▶ What you need to do:
**A)** Answer these from the passage on the AIM4 asthma trial, one line each:
(i) On what date were Sanofi and Regeneron's AIM4 plans announced at the ATS 2025 Congress?
(ii) How many patients will AIM4 randomise?
(iii) What is the trial's primary endpoint?
**B)** Reproduce a section of the passage on the AIM4 asthma trial word for word, starting at "At the American" and stopping after "on medium-dose ICS/LABA.".
**C)** Carry on the passage about the AIM4 asthma trial from its last sentence.

▶ Supplied passage:
== == ==

At the American Thoracic Society (ATS) 2025 Congress on 19 May, Sanofi and Regeneron announced the launch of a new Phase IIIb/IV clinical trial, AIM4, during an evening industry symposium. The trial aims to reassess the entrenched stepwise escalation approach to asthma care by evaluating whether earlier biologic intervention with dupilumab could offer superior outcomes compared to continuing with high-dose inhaled corticosteroids (ICS) in patients who remain uncontrolled on medium-dose ICS/LABA.

AIM4 will randomise 250 patients with uncontrolled moderate-to-severe asthma to receive either dupilumab plus medium-dose ICS/LABA or placebo plus high-dose ICS/LABA, with an expected primary completion date of December 2026. The primary endpoint is the annualised severe asthma exacerbation rate through week 52. All participants will initially undergo a run-in period on standardised medium-dose ICS/LABA to confirm persistent lack of control before randomisation. The design directly addresses real-world inertia in treatment—where many patients remain symptomatic after three months of moderate therapy, yet are kept on or stepped up to high-dose ICS regimens with limited additional benefit.

== == ==

▶ Data extract:
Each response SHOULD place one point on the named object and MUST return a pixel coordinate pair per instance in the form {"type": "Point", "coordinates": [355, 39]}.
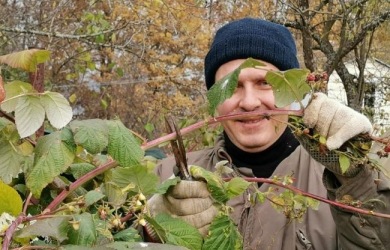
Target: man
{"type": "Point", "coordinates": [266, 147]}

== == ==

▶ Answers for each item:
**A)**
(i) 19 May
(ii) 250
(iii) The annualised severe asthma exacerbation rate through week 52

**B)**
At the American Thoracic Society (ATS) 2025 Congress on 19 May, Sanofi and Regeneron announced the launch of a new Phase IIIb/IV clinical trial, AIM4, during an evening industry symposium. The trial aims to reassess the entrenched stepwise escalation approach to asthma care by evaluating whether earlier biologic intervention with dupilumab could offer superior outcomes compared to continuing with high-dose inhaled corticosteroids (ICS) in patients who remain uncontrolled on medium-dose ICS/LABA.

**C)**
This trial underscores a shifting paradigm in asthma care: should patients be proactively identified early—particularly those with biomarkers indicative of type 2 inflammation—and biologics initiated before irreversible airway remodelling and lung function decline take hold? The AIM4 study will offer much-needed evidence to inform this debate, especially as GINA 2025 guidelines reduce emphasis on high-dose ICS in Steps 4 and 5, and stress phenotype-driven management.

Data from prior Sanofi/Regeneron studies further supports this evolving approach. In the QUEST post hoc analysis, patients on medium-dose ICS plus dupilumab experienced significantly better asthma control than those on high-dose ICS plus placebo. The VESTIGE trial, meanwhile, demonstrated that dupilumab led to reductions in mucus plugging and air trapping, with corresponding improvements in lung function over 24 weeks—biomarker and imaging-backed evidence of its potential disease-modifying impact.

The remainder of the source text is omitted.